■ Short exercise ■
Reproduce the part of the records that opens with the line containing "For this exercise we mark the black planter" and closes with the line containing "172), (63, 174)]", substituting "image" for every occurrence of "photo" and changing nothing else. Leave the pictures out.

*****

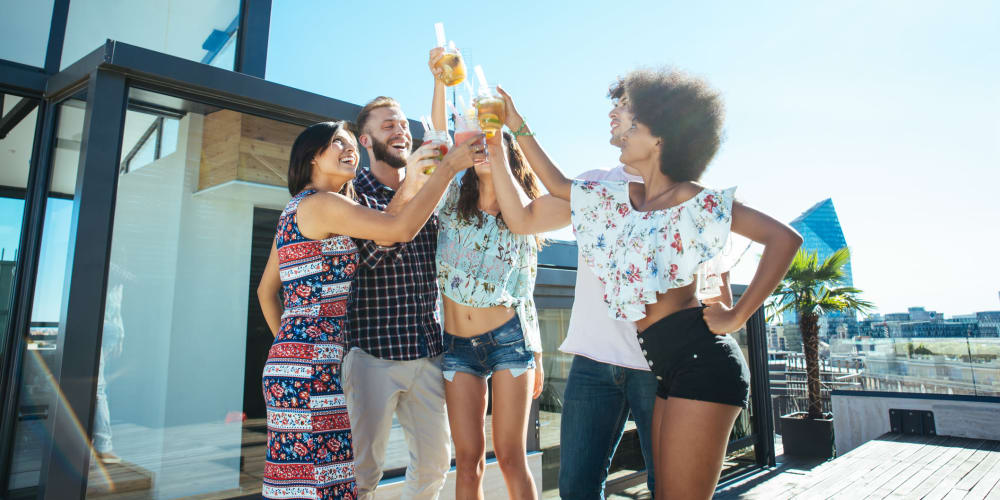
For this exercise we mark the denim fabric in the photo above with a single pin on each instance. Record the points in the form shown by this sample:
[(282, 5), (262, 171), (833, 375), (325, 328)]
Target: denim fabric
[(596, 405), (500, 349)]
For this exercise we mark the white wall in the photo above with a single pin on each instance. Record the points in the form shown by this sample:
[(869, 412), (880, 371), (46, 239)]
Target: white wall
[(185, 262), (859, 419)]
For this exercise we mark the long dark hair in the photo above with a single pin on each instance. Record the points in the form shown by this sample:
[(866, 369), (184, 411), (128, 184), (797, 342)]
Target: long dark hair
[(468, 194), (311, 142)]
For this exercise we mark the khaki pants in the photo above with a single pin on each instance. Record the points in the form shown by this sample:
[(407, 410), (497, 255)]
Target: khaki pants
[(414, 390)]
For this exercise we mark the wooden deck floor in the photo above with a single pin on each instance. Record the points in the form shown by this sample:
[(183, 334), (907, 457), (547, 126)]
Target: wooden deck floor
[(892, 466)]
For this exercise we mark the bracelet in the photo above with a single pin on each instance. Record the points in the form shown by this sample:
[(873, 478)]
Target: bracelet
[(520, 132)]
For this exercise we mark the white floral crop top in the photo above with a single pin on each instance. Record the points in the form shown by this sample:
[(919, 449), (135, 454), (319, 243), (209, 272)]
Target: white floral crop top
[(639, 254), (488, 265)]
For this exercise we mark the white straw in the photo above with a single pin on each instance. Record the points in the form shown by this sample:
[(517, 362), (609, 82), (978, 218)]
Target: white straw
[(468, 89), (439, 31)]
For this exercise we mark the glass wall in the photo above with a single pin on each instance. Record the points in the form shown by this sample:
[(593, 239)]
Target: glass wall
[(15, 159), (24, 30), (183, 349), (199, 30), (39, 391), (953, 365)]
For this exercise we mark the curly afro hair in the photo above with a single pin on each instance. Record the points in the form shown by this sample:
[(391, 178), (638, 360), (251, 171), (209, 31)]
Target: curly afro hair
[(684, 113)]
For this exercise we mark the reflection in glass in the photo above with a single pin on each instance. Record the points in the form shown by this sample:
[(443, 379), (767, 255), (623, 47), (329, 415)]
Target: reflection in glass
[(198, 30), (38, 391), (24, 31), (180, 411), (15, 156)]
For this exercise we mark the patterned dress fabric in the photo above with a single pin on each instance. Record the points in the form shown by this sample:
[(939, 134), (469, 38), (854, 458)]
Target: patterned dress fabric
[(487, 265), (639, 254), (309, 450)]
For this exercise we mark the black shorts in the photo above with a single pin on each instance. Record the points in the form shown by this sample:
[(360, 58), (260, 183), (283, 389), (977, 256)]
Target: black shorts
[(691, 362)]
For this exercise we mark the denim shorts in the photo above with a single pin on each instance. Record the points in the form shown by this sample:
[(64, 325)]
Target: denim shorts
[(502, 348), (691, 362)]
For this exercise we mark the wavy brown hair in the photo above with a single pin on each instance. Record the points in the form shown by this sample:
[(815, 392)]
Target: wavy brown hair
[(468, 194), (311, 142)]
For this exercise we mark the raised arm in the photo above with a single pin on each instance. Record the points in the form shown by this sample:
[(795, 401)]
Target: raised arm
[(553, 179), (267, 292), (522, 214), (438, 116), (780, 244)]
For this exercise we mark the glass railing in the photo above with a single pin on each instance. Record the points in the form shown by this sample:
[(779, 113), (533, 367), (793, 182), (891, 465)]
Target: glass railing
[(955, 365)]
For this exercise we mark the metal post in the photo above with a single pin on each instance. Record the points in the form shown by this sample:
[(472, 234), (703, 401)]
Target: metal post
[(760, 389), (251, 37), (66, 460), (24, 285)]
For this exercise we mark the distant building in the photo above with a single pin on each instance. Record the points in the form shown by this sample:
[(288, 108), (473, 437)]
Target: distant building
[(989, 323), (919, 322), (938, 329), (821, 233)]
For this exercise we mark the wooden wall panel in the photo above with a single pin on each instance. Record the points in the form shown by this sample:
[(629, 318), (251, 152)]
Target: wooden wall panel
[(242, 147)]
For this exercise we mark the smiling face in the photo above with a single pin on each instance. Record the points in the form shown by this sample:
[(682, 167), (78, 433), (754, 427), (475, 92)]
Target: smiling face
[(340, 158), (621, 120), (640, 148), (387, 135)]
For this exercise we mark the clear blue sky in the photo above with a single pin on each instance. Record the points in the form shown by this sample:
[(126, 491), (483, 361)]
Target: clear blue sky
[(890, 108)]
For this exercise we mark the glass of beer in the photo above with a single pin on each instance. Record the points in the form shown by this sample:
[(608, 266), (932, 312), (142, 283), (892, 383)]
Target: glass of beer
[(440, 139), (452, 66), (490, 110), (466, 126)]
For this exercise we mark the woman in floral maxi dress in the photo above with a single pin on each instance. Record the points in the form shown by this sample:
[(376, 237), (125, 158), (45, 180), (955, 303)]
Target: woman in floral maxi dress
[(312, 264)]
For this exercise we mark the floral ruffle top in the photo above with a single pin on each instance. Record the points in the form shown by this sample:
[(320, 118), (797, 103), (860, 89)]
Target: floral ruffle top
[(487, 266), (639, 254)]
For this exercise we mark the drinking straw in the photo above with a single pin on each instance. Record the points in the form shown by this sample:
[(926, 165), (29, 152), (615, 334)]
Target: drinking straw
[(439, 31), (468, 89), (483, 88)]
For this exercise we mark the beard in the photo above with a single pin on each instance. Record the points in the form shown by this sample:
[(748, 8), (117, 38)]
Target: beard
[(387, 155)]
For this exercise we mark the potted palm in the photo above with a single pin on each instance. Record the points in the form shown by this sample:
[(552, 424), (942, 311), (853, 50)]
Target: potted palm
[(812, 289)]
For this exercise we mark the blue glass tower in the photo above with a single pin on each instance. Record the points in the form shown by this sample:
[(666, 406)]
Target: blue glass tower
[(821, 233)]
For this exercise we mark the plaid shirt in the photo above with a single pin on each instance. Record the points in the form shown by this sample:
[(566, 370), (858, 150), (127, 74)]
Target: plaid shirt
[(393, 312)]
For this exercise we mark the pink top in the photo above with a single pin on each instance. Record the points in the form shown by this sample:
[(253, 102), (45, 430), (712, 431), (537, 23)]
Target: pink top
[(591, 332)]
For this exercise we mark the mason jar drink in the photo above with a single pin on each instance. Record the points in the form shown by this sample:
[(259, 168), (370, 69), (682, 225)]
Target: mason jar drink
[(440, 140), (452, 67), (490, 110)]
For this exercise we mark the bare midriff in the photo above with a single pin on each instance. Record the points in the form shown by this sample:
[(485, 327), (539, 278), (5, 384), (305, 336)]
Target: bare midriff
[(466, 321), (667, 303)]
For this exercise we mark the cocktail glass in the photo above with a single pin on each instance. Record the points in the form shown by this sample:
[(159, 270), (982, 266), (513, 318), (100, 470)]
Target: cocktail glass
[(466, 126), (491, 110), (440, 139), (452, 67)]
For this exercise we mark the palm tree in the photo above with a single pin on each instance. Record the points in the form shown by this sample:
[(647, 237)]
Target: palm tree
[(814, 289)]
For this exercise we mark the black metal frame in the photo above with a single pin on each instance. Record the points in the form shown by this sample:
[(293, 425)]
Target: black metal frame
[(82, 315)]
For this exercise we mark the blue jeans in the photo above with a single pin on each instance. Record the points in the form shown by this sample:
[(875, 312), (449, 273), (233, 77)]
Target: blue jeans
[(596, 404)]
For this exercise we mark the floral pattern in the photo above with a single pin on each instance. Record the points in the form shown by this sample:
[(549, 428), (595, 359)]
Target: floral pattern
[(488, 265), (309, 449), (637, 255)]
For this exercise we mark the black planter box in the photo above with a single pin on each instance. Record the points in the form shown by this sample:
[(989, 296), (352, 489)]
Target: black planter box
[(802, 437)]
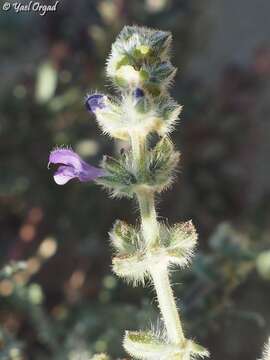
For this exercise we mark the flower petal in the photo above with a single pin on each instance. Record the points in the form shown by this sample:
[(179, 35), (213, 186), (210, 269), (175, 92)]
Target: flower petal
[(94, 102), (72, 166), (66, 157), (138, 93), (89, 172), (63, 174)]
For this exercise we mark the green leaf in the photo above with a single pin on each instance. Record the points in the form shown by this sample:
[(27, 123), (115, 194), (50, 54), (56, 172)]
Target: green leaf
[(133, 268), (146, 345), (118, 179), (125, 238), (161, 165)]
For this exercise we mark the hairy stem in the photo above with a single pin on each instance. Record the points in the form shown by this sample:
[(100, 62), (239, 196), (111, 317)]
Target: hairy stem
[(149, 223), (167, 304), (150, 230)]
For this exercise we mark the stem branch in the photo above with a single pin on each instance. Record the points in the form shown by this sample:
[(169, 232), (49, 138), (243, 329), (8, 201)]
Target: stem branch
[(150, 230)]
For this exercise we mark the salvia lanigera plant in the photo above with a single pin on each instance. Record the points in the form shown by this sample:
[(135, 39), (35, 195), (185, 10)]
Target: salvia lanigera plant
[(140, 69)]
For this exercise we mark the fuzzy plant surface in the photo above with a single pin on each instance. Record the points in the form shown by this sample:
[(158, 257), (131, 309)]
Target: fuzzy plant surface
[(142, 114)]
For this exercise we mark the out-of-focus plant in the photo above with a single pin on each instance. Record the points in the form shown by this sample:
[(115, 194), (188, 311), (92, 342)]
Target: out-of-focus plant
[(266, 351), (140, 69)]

*****

■ Exercise response ■
For this exercise we mark the black planter box in the image above with a single pin on each instance. Record the points in the form shown by this sample:
[(989, 296), (352, 489)]
Target: black planter box
[(802, 437)]
For this exercise we mark the flower petal in the image above with a single pin on each instance. Record the points in the form shown by this sample:
[(179, 35), (213, 186), (210, 269), (175, 92)]
Target: flower petal
[(94, 102), (72, 166), (66, 157), (138, 93), (89, 172), (63, 174)]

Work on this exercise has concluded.